**Short problem**
Transcribe the records below exactly.

□ □ □ □ □

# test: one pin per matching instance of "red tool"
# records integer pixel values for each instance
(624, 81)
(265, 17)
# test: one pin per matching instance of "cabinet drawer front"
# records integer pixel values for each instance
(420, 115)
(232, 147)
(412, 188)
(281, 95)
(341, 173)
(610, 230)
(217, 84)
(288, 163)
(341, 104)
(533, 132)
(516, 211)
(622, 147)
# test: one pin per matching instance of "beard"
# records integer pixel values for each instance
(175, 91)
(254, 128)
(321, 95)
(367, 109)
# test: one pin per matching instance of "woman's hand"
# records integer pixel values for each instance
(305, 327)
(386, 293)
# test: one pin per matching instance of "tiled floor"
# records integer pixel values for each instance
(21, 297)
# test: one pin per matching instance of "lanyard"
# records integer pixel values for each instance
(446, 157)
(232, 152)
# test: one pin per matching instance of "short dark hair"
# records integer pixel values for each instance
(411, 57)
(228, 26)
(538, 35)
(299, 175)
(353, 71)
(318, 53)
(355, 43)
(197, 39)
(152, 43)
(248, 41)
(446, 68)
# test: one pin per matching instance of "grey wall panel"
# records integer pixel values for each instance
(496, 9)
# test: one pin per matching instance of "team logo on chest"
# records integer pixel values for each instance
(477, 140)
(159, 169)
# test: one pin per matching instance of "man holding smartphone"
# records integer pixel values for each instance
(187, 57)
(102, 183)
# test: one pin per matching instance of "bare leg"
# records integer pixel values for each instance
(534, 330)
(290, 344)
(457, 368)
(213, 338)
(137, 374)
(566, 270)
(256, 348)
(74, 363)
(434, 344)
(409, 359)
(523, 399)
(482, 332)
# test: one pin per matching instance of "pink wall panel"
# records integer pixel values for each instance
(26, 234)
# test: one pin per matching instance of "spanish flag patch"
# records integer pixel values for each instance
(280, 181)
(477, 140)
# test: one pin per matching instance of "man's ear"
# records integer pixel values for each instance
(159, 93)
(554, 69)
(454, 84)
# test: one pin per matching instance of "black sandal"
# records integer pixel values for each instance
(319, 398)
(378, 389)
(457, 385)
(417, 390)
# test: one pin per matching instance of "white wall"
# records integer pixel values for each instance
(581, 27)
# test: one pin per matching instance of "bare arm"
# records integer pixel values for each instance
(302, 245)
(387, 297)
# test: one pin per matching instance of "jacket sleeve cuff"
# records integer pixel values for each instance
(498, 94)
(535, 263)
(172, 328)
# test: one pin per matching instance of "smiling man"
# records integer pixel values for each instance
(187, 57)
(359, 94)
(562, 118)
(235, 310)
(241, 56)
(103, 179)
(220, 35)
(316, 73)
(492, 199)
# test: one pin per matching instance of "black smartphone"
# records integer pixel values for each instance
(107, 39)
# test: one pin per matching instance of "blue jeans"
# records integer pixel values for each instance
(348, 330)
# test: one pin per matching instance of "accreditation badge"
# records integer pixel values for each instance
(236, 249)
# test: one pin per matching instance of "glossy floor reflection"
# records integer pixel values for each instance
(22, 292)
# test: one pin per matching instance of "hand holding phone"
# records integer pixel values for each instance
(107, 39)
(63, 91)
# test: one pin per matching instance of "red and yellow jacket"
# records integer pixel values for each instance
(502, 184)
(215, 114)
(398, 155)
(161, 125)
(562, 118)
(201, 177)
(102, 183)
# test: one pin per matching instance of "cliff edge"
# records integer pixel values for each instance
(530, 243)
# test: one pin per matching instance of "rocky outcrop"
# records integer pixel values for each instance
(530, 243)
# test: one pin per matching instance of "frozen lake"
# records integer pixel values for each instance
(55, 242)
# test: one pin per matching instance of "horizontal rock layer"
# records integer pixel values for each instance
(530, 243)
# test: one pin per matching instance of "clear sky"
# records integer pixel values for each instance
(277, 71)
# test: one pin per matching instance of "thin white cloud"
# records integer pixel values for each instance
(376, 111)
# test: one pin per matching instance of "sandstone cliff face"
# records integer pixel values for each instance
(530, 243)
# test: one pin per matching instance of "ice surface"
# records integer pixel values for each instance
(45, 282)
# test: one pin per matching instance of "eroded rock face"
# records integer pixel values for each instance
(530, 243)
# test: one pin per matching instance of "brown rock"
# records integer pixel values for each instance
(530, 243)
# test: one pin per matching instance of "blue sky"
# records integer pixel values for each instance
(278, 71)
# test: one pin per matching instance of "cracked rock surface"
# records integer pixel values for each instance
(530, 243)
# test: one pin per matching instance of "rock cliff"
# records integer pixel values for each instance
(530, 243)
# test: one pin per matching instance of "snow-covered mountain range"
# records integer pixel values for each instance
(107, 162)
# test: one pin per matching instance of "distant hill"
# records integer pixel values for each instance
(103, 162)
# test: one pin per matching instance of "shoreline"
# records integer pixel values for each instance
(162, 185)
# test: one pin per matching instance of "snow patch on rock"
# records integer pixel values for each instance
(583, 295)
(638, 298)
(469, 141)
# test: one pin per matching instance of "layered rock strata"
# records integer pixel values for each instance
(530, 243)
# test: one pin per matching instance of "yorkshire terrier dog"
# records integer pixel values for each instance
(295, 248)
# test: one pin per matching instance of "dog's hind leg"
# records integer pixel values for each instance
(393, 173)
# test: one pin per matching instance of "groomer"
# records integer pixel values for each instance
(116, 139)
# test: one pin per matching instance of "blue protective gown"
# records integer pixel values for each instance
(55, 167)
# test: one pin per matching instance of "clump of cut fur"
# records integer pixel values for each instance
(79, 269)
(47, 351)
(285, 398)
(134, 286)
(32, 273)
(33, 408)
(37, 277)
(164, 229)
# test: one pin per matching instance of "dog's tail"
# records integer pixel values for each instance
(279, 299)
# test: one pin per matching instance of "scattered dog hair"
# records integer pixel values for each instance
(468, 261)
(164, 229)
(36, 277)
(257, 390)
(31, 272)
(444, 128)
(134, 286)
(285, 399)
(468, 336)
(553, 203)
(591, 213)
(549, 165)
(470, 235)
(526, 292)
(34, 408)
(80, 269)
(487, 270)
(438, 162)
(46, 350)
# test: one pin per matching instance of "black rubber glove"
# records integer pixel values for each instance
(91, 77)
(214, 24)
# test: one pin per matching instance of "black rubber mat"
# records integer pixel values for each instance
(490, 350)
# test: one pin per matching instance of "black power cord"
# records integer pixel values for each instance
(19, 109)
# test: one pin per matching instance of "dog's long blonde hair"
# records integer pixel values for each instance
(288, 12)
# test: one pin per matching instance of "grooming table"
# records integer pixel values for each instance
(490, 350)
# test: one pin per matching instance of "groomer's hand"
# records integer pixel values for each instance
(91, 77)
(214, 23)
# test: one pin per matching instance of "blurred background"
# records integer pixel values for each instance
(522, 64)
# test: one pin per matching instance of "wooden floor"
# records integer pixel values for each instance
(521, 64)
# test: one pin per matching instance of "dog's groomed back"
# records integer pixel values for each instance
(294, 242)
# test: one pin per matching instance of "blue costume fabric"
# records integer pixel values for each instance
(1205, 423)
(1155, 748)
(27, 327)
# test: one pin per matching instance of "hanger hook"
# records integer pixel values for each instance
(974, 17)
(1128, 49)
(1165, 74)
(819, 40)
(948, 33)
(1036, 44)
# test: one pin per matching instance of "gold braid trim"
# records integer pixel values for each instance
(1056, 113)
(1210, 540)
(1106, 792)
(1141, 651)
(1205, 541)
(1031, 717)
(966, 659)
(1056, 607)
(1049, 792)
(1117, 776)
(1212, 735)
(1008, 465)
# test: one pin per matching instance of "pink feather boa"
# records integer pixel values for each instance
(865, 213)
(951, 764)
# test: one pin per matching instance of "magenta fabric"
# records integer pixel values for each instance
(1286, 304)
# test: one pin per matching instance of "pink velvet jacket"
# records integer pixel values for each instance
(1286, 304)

□ □ □ □ □

**Reply to the task**
# test: one pin per matching instance of "red tool"
# records integer pixel values for each instance
(624, 81)
(265, 17)
# test: one pin per matching instance of "cabinet drawer front"
# records integer pixel values for each instance
(420, 115)
(232, 147)
(412, 188)
(281, 95)
(341, 173)
(610, 230)
(217, 84)
(288, 163)
(341, 104)
(533, 132)
(516, 211)
(622, 147)
# test: one pin per matching instance of "beard"
# records integer pixel values for each instance
(175, 91)
(254, 128)
(321, 95)
(367, 109)
# test: one pin per matching instance of "woman's hand"
# records integer pixel values for each instance
(305, 327)
(386, 293)
# test: one pin per matching instance of "tiled floor"
# records integer pixel values for each instance
(21, 297)
# test: one pin per matching instance of "lanyard"
# records integer pixel values for each instance
(446, 157)
(232, 152)
# test: one pin per matching instance of "short dark hair"
# records integer pixel values for each instance
(411, 57)
(228, 26)
(538, 35)
(299, 175)
(353, 71)
(318, 53)
(355, 43)
(197, 39)
(152, 43)
(248, 41)
(446, 68)
# test: one pin per matching instance of "grey wall panel"
# records integer pixel values for each instance
(496, 9)
# test: one pin per matching instance of "team logo on chest"
# records integer pixel values for each instance
(477, 140)
(159, 169)
# test: one pin per matching instance of "man holding smartphone"
# records integer pixel values for each instance
(187, 57)
(102, 183)
# test: one pin per matching instance of "bare leg"
# records integer pixel values for each instance
(534, 330)
(290, 344)
(457, 368)
(213, 338)
(137, 374)
(566, 270)
(256, 348)
(74, 363)
(434, 344)
(409, 359)
(523, 399)
(482, 332)
# test: one pin per matching instance of "pink wall panel"
# records integer pixel values for each instance
(26, 234)
# test: one pin per matching instance of "spanish flag patch"
# records integer pixel values for each instance
(280, 181)
(477, 140)
# test: one pin per matching instance of "man's ear"
# records integer pixel values for each instance
(159, 93)
(554, 69)
(454, 84)
# test: one pin per matching instance of "black sandal"
# records integer pixel values for each instance
(319, 398)
(378, 389)
(457, 385)
(417, 390)
# test: one pin per matching instance of "white wall"
# records integer pixel values for each instance
(581, 27)
# test: one pin per matching instance of "bare arm"
# records integer pixel values for each instance
(302, 245)
(387, 297)
# test: one pin per matching instance of "jacket sleeve cuff"
# records integer pixel values for each instance
(498, 94)
(535, 263)
(172, 328)
# test: one pin per matching instance of "smiling man"
# records integer pixel values for each instance
(187, 57)
(359, 94)
(562, 118)
(235, 310)
(241, 56)
(103, 179)
(220, 35)
(316, 73)
(492, 199)
# test: one pin per matching instance of "black smartphone"
# records integer pixel values for each instance
(107, 39)
# test: one pin per matching instance of "blue jeans"
# records integer pixel values for each instance
(348, 330)
# test: one pin per matching instance of "accreditation badge"
# records integer pixel values for each instance
(236, 249)
# test: one pin per matching instance of "glossy floor reflection"
# records integer pixel values for each instance
(22, 292)
# test: one pin per matching instance of "hand holding phone"
# records integer pixel values for each instance
(107, 39)
(63, 91)
# test: one pin per matching instance of "red and yellow jacket"
# records integer pixel values for each instance
(502, 184)
(215, 114)
(398, 155)
(161, 125)
(562, 118)
(201, 177)
(102, 183)
# test: one pin per matching instance of "cliff edge"
# records integer pixel values for each instance
(530, 243)
# test: one pin per matching instance of "rocky outcrop"
# records integer pixel values for each instance
(530, 243)
# test: one pin per matching instance of "frozen lake"
# records integer pixel values for each instance
(55, 242)
# test: one pin per matching instance of "horizontal rock layer"
# records integer pixel values for each instance
(530, 243)
# test: one pin per matching instance of "clear sky"
# records integer pixel values for each instance
(277, 71)
# test: one pin per matching instance of "thin white cloud"
# records integer pixel values for each instance
(376, 111)
# test: one pin per matching instance of "sandstone cliff face"
# records integer pixel values for each instance
(530, 243)
# test: one pin per matching instance of "ice surface"
# records integer pixel values for each instance
(45, 282)
# test: one pin per matching instance of "eroded rock face"
# records integer pixel values for each instance
(530, 243)
# test: one pin per matching instance of "brown rock"
# records integer pixel values for each instance
(530, 243)
# test: one pin per matching instance of "blue sky"
# records integer pixel values for each instance
(278, 71)
# test: one pin per matching instance of "cracked rock surface"
# records integer pixel values for each instance
(530, 243)
# test: one pin per matching instance of "rock cliff"
# records integer pixel values for each instance
(530, 243)
# test: one pin per matching instance of "snow-covered mountain range"
# records integer pixel values for each instance
(107, 162)
# test: one pin per matching instance of "distant hill"
# records integer pixel values for each instance
(103, 162)
# test: one pin per matching instance of "shoreline"
# records integer pixel values for each instance
(162, 185)
# test: one pin per matching instance of "snow patch on rock"
# records integer pixel values for each instance
(583, 295)
(638, 298)
(469, 141)
# test: one pin per matching instance of "layered rock strata"
# records integer pixel values for each instance
(530, 243)
# test: one pin per matching instance of "yorkshire terrier dog"
# records integer pixel values for each instance
(295, 248)
# test: one pin per matching instance of "dog's hind leg"
# records integer pixel values for each instance
(393, 173)
# test: one pin per matching instance of "groomer"
# records integer pixel values for each instance
(116, 139)
# test: one pin per matching instance of "blue protective gown"
# records integer pixel values for each instance
(55, 167)
# test: one pin per matching instance of "clump of cut fur"
# records integer pixel values for each instance
(79, 269)
(47, 351)
(285, 398)
(134, 286)
(32, 273)
(33, 408)
(37, 277)
(164, 229)
# test: one pin per matching instance of "dog's tail"
# records integer pixel values for each instance
(279, 299)
# test: one pin per matching instance of "scattered dog hair"
# records integer pixel values for each instance
(468, 261)
(164, 229)
(36, 277)
(257, 390)
(31, 272)
(444, 128)
(134, 286)
(285, 399)
(468, 336)
(553, 203)
(591, 213)
(549, 165)
(470, 235)
(526, 292)
(34, 408)
(80, 269)
(487, 270)
(438, 162)
(46, 350)
# test: one pin per matching instance of "black rubber glove"
# records integer pixel values for each instance
(91, 77)
(214, 24)
# test: one pin per matching instance of "black rubber mat"
# records integer pixel values for each instance
(490, 350)
# test: one pin per matching instance of "black power cord"
# records integer pixel values for each instance
(19, 109)
# test: one pin per matching instance of "dog's long blonde hair"
# records integer pixel values for each instance
(288, 12)
# test: one pin per matching instance of "grooming table"
# records integer pixel values for each instance
(490, 350)
# test: one pin per matching instance of "groomer's hand"
# records integer pixel values for each instance
(91, 77)
(214, 23)
# test: one pin per matching instance of "blurred background"
# records integer pixel values for each instance
(522, 64)
# test: one pin per matching instance of "wooden floor"
# records integer pixel values for each instance
(521, 64)
# test: one pin per matching instance of "dog's groomed back"
# records integer pixel values for each instance
(294, 242)
# test: one pin per matching instance of "blue costume fabric"
# records integer pixel values for each instance
(1205, 423)
(1155, 748)
(27, 327)
# test: one pin per matching instance of "hanger hook"
# records integer pixel values for each instance
(974, 17)
(1128, 49)
(1165, 74)
(819, 40)
(948, 33)
(1036, 44)
# test: one pin per matching instance of "gold braid trim"
# records integer pixel values for each instance
(1056, 113)
(1210, 540)
(1106, 792)
(1141, 651)
(1205, 541)
(1031, 717)
(966, 659)
(1056, 607)
(1049, 792)
(1117, 776)
(1212, 735)
(1008, 465)
# test: one pin per matching instance of "pink feather boa"
# records integer pixel values for each instance
(865, 213)
(951, 764)
# test: one pin per matching instance of "magenta fabric"
# records integer pixel values for each instance
(1286, 304)
# test: one pin per matching instance of "pink velvet jacket"
# records integer pixel values for each instance
(1286, 304)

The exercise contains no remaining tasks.